— Dataset entries —
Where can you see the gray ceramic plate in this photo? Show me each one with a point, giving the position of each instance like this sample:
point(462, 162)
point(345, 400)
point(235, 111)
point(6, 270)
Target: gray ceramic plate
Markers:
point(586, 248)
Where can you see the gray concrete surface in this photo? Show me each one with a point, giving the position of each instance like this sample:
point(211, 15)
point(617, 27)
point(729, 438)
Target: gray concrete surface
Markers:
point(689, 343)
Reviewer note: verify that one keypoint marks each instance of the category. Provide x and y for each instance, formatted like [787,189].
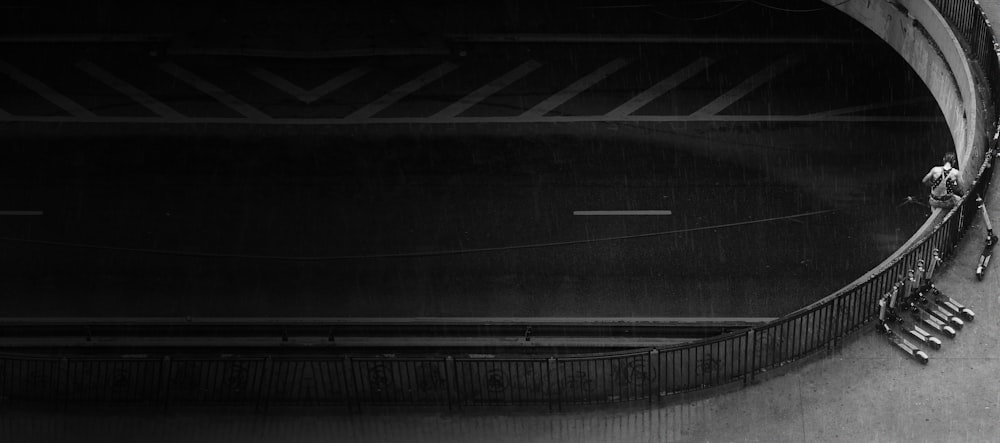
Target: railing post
[264,396]
[451,382]
[551,366]
[654,374]
[165,382]
[749,357]
[351,388]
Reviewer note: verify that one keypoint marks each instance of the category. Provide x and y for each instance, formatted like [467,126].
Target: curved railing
[645,374]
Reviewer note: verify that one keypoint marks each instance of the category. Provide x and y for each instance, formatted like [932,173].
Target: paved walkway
[868,391]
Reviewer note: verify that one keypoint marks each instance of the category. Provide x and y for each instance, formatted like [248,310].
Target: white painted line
[311,55]
[21,213]
[405,321]
[575,89]
[126,88]
[487,90]
[214,91]
[640,38]
[661,87]
[86,38]
[68,105]
[852,109]
[640,212]
[490,120]
[307,95]
[369,110]
[747,86]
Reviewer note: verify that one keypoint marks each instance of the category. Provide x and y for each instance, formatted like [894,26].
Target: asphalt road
[394,186]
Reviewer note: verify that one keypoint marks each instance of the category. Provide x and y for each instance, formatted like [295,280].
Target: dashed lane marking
[575,89]
[307,95]
[214,91]
[21,213]
[746,87]
[641,38]
[638,212]
[873,106]
[661,87]
[45,91]
[477,120]
[489,89]
[369,110]
[129,90]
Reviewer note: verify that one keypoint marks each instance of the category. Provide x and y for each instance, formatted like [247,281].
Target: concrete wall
[918,32]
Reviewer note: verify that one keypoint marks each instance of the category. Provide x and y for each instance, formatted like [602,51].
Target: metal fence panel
[222,380]
[113,380]
[400,380]
[490,381]
[307,381]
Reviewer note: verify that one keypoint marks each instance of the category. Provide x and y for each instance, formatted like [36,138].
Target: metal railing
[640,375]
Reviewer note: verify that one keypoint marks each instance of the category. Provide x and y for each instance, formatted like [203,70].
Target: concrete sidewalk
[867,391]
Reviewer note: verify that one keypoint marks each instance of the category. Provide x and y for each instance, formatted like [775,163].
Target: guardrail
[640,375]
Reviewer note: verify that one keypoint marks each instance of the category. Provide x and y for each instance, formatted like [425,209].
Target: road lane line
[369,110]
[216,92]
[126,88]
[21,213]
[638,212]
[302,94]
[746,87]
[661,87]
[487,120]
[68,105]
[487,90]
[852,109]
[643,38]
[575,89]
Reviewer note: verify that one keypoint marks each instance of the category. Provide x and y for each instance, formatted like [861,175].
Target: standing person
[945,183]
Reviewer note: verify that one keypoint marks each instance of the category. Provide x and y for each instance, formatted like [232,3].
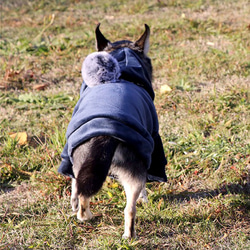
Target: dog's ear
[143,41]
[101,41]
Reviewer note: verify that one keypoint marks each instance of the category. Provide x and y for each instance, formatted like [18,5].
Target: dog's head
[140,47]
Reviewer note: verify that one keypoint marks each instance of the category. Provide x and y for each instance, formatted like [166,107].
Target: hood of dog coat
[133,69]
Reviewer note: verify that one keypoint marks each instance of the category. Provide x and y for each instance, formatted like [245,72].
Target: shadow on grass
[225,189]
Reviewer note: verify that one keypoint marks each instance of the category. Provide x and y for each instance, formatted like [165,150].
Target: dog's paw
[143,197]
[74,203]
[84,215]
[128,236]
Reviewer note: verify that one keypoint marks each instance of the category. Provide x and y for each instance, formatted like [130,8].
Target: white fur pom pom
[99,68]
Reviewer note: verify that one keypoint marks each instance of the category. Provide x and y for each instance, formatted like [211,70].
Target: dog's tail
[92,161]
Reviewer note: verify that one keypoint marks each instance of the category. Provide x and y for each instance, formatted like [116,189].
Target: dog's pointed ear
[101,41]
[143,41]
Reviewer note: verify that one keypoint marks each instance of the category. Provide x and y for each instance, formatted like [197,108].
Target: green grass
[201,50]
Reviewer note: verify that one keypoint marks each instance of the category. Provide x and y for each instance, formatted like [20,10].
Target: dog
[114,127]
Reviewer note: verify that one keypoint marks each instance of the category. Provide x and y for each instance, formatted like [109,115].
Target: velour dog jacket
[120,109]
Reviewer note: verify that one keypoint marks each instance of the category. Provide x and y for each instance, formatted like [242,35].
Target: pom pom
[99,68]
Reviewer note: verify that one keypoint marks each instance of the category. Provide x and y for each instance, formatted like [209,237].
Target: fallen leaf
[40,86]
[20,137]
[165,89]
[159,204]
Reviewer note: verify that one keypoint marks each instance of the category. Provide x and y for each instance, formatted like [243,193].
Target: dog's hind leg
[74,196]
[132,194]
[131,172]
[84,211]
[92,161]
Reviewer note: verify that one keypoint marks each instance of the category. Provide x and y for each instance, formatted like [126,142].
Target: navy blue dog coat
[120,109]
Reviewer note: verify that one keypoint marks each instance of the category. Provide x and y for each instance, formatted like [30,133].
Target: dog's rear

— What needs to be done —
Please copy the lines from the one containing "formatted like [126,142]." through the end of the items, switching "keypoint" to "marker" and keeping all else unchanged.

— Solution —
Reviewer note: verify that one marker marks each instance of the category. Provide x and y for each instance, formatted like [126,142].
Target: navy blue dog coat
[120,109]
Reviewer note: verify that one marker marks each instance of the category. Provide x and y for each instance, formatted like [30,133].
Target: dog's rear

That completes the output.